[Entries from a point annotation set]
— Begin —

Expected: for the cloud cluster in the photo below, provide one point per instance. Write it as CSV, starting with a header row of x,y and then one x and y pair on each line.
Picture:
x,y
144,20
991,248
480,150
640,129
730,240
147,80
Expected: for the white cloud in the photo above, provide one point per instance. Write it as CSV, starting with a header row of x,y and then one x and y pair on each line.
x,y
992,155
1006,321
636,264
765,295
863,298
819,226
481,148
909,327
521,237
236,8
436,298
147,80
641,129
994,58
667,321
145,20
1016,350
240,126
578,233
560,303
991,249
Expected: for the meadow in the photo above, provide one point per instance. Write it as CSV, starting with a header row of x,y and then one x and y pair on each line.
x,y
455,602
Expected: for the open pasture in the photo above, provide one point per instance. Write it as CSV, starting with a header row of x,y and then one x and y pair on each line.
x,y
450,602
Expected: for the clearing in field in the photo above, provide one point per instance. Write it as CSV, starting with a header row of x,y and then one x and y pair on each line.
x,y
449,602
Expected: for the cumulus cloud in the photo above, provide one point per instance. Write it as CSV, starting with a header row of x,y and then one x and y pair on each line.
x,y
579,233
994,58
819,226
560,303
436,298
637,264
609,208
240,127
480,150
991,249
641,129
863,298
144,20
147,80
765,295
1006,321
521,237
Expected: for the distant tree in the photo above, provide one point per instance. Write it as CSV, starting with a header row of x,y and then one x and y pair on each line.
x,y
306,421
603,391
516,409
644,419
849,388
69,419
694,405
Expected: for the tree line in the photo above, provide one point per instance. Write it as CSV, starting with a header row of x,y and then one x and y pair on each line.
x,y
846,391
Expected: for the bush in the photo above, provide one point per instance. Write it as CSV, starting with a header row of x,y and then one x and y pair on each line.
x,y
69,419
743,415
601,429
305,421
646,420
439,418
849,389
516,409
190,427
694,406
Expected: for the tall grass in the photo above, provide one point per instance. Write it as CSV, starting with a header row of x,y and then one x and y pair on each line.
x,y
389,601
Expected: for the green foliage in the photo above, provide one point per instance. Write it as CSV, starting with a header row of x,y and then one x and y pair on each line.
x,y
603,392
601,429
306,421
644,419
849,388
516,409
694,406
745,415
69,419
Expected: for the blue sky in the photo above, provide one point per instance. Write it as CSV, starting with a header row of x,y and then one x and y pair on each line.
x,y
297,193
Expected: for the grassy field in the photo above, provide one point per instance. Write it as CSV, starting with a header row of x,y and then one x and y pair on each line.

— End —

• WHAT IS NEEDED: Recite the full listing above exactly.

• TASK RESPONSE:
Expected: for the cloud cluster in the photo below, provide one point per instance. Write it as CSV, starting with a header row of x,y and then one x and y pair on each line.
Picture:
x,y
144,20
991,248
480,150
640,129
730,240
147,80
Expected: for the white cloud in the photo above, provide one point per instance. Write it as CSV, starting with a header row of x,y and then one x and y pair on each line.
x,y
992,155
1006,321
636,264
765,295
863,298
819,226
481,148
909,327
521,237
236,8
436,298
147,80
641,129
994,58
667,321
145,20
1016,350
240,126
578,233
560,303
991,249
Expected: for the meadow in the photo above, provide one point per instance. Write it as CSV, starting with a header row of x,y and then one x and y pair on each line.
x,y
455,602
Expected: for the open pasture in the photo above, provide one point per instance. Write it as CSV, starting with a header row of x,y and then one x and y pair on each line.
x,y
450,602
Expected: for the clearing in field in the photo above, provide one point per instance. Write it as CSV, starting with a header row of x,y and then one x and y pair on each line.
x,y
449,602
Expected: for the cumulus cloud in the photo above, provide one point per instance. Write it as CSV, starting with a header row of x,y and then one x and y pair on each line.
x,y
579,233
994,58
819,226
560,303
436,298
637,264
609,208
240,127
480,150
991,249
641,129
863,298
144,20
147,80
765,295
1006,321
521,237
Expected: for the distant tree in the photo above, provide one point per instance. Write it as CSV, starting with a header row of x,y and then one x and y pair on each line.
x,y
306,421
603,391
516,409
644,419
849,388
69,419
694,405
Expected: for the tree line in the photo above, provide one point per instance. Write it as CSV, starting with a header row of x,y and then one x and y pair on each line.
x,y
846,391
Expected: for the bush in the photo above, provide one point per instance. Write it as CSV, starting with a header row of x,y and then one x and y pair on each line.
x,y
69,419
743,415
601,429
305,421
646,420
439,418
849,389
516,409
190,427
694,406
Expected: for the tall grass in the photo above, provide one point per instance. Write it as CSV, starting with a header row of x,y and then one x and y pair on each line.
x,y
389,601
Expected: for the green foliage in the photo above, provide one point per instance. Write it as CSV, starting with a header row of x,y and then one x and y pair on each line.
x,y
603,392
601,429
306,421
644,419
849,388
516,409
694,406
745,415
69,419
Expected: for the blue sky in the photo above, provide one point per instance. Write it as CSV, starting with a header row of x,y and then one x and y pair on each line.
x,y
297,193
Expected: for the grassy field in the photo above, provide one point per instance. Write it as CSV, starting with a header row of x,y and then one x and y pair on each line.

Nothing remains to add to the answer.